Short exercise:
Give a verbatim repeat of the lines that run from the line containing "of the cream" to the end of the data below.

Entries shown:
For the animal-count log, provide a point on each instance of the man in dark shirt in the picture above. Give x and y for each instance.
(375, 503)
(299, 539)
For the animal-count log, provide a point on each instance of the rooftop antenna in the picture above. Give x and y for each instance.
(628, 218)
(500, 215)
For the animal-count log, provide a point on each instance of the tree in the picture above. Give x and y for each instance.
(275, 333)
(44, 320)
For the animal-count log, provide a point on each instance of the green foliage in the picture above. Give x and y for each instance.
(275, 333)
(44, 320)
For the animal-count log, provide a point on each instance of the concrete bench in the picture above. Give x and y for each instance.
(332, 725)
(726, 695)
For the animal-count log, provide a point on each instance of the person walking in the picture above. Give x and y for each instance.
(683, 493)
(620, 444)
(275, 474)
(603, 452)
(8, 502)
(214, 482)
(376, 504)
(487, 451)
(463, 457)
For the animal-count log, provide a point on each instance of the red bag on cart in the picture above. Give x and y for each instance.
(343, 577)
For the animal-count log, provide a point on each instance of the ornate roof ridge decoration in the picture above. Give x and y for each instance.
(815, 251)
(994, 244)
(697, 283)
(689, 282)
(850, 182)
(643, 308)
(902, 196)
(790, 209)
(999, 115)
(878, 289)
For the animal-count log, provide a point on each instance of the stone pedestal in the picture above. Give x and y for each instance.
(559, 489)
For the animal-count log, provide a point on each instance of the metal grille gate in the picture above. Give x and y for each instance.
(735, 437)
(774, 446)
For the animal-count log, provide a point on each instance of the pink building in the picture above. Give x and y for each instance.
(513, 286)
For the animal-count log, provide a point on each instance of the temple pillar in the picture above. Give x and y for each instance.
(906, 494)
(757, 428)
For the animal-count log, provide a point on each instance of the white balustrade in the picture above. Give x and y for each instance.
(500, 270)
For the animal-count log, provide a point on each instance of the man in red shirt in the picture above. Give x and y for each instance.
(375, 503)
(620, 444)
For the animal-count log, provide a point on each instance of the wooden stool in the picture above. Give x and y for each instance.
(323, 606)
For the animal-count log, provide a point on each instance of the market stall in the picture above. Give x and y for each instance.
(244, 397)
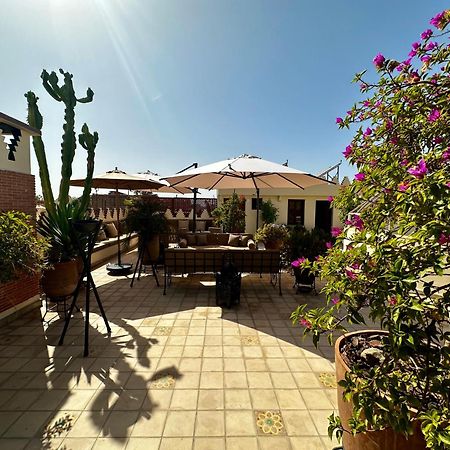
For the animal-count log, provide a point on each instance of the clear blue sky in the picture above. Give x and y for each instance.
(201, 80)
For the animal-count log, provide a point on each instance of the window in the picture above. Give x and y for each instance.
(254, 203)
(324, 215)
(296, 212)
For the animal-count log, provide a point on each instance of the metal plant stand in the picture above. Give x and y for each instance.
(86, 232)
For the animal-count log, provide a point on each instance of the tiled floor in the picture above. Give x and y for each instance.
(176, 373)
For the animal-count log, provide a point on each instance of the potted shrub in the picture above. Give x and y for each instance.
(21, 251)
(145, 216)
(272, 235)
(391, 261)
(61, 279)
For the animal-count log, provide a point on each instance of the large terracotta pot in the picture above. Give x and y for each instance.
(373, 440)
(151, 255)
(61, 280)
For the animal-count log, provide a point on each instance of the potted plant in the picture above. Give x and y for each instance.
(230, 215)
(21, 251)
(272, 235)
(61, 278)
(391, 261)
(145, 216)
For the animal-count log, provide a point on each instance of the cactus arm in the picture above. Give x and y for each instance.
(35, 120)
(89, 97)
(89, 142)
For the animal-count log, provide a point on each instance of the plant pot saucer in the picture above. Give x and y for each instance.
(119, 269)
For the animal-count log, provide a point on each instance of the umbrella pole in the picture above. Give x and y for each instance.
(194, 225)
(257, 208)
(118, 227)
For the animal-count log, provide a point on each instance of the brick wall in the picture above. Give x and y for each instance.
(17, 192)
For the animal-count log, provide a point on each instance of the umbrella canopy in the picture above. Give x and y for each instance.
(245, 171)
(117, 179)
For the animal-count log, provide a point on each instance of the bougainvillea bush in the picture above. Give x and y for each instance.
(390, 259)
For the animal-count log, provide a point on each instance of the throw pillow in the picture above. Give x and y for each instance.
(202, 239)
(111, 230)
(191, 239)
(233, 240)
(251, 244)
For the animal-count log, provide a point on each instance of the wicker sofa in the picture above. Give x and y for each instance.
(210, 258)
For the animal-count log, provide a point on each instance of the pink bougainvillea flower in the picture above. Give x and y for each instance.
(437, 20)
(426, 34)
(348, 151)
(420, 170)
(430, 46)
(379, 61)
(392, 301)
(434, 115)
(336, 231)
(403, 186)
(305, 323)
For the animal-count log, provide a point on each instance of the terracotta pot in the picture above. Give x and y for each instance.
(151, 255)
(373, 440)
(273, 245)
(61, 280)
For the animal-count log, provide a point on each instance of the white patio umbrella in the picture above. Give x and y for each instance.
(245, 171)
(117, 179)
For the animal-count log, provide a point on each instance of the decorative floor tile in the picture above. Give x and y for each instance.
(164, 381)
(162, 331)
(328, 379)
(269, 423)
(249, 340)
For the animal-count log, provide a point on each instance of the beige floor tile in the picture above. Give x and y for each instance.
(184, 443)
(211, 380)
(290, 399)
(274, 442)
(210, 399)
(207, 443)
(259, 380)
(263, 399)
(237, 399)
(298, 423)
(180, 423)
(240, 423)
(143, 443)
(241, 443)
(151, 425)
(316, 399)
(27, 425)
(210, 423)
(184, 399)
(307, 443)
(212, 365)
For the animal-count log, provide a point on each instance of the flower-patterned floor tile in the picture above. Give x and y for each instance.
(269, 423)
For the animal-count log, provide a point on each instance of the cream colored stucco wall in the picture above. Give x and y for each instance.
(22, 154)
(280, 197)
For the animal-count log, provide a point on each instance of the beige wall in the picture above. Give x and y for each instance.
(22, 155)
(280, 197)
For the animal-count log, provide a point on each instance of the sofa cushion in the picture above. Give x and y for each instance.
(234, 239)
(201, 239)
(111, 230)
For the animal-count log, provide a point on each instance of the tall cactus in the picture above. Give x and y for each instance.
(64, 93)
(35, 120)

Correct result:
For the animal-count log, provide a point on each instance of the cream colored stucco wall in the picture above. Give x and y for each instance.
(22, 154)
(280, 197)
For the animal-count log, provide a point on each instance of the beige wall in the picture above. Give x and y for each instance.
(22, 155)
(280, 197)
For the animal-count log, provide a point on each instance of the sofa cushion in the picture above. Give x and y for each instance.
(234, 239)
(201, 239)
(111, 230)
For the animal-count log, provide a point on each instance of the tall cactus in the picture above. Give x and y for each instance.
(64, 93)
(35, 120)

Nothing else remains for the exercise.